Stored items
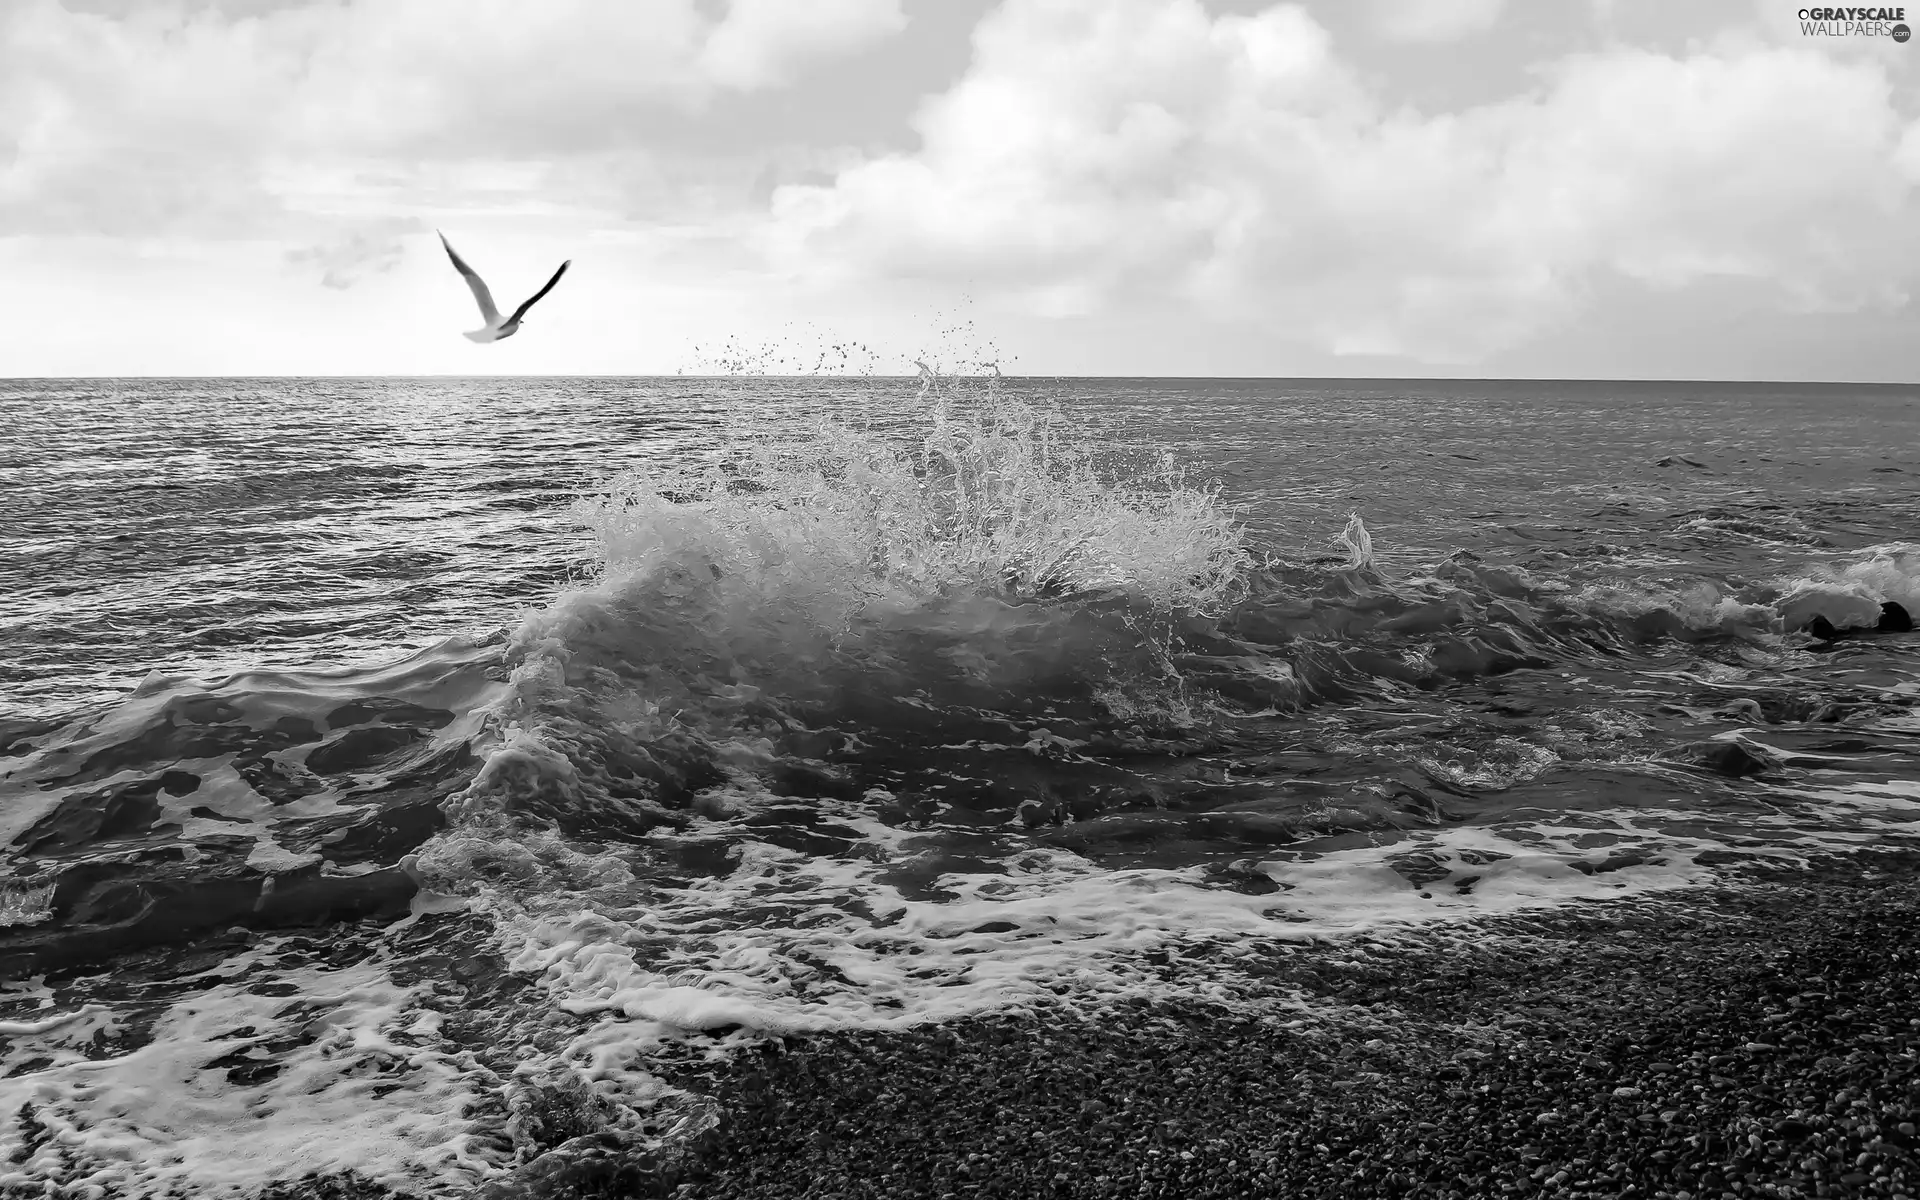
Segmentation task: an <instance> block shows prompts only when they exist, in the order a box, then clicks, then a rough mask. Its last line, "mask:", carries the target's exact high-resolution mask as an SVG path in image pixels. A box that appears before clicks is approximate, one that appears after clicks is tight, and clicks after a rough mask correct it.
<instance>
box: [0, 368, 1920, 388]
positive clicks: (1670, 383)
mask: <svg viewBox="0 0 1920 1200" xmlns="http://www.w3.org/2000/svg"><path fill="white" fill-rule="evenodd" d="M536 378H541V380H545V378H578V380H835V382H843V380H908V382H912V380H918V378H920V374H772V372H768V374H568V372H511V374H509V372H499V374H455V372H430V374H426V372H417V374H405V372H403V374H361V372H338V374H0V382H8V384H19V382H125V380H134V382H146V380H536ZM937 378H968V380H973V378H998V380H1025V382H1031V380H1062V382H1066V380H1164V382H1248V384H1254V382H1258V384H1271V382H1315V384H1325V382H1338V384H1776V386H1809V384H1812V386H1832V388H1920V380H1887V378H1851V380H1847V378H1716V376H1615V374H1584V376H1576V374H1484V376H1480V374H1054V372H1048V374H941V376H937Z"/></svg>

---

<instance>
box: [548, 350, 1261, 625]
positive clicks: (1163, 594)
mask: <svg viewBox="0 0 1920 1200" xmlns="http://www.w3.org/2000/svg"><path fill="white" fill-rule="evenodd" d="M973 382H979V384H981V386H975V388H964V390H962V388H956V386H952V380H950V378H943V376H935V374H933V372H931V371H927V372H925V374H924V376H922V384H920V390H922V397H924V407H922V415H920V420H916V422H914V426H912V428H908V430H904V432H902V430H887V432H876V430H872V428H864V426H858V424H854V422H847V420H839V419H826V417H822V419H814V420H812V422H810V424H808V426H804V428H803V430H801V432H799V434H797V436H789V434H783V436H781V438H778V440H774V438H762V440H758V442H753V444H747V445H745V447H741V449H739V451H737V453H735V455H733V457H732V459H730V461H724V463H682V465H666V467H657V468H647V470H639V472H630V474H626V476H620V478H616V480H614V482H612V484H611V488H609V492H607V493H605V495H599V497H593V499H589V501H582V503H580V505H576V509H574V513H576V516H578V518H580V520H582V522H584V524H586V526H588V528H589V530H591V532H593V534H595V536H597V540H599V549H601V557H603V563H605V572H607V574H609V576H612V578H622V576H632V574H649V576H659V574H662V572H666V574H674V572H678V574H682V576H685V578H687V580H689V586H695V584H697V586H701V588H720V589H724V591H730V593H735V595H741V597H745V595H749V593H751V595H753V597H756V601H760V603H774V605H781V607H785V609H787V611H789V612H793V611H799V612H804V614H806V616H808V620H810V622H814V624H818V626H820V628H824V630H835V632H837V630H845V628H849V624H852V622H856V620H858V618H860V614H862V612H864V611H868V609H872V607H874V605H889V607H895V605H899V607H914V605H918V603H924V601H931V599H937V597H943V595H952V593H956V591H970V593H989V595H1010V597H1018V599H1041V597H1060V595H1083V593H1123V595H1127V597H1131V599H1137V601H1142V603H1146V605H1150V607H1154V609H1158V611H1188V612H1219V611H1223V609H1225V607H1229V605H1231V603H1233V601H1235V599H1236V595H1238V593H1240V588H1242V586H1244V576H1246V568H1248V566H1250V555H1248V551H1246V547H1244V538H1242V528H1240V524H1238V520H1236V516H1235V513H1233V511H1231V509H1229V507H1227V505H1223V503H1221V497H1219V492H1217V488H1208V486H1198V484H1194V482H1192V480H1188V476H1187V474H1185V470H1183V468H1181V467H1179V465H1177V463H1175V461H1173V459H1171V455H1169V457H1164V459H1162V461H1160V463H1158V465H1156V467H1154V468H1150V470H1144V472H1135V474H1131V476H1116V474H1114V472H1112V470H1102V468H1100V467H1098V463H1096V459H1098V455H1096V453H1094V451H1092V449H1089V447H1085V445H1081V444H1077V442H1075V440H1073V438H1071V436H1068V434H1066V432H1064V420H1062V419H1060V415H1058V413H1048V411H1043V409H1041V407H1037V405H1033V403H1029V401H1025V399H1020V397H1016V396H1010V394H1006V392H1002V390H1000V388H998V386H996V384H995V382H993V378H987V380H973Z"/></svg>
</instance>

_Your instructions_
Recast the rows as a numbered list, omitting blank lines, beginning with the line containing "Segmentation task: an" and continuing through the line containing "box: [0, 368, 1920, 388]".

_Answer section_
1. Segmentation task: an <instance> block shows prompts only when they exist, in the order a box, then clicks, then a rough mask. Its last line, "mask:", carries the target's exact high-resolution mask as an SVG path in image pixels. A box that appears before clicks is approximate, one that appears after clicks is tight, and clicks after a rough mask correct it.
2. <instance>
3. box: [0, 368, 1920, 388]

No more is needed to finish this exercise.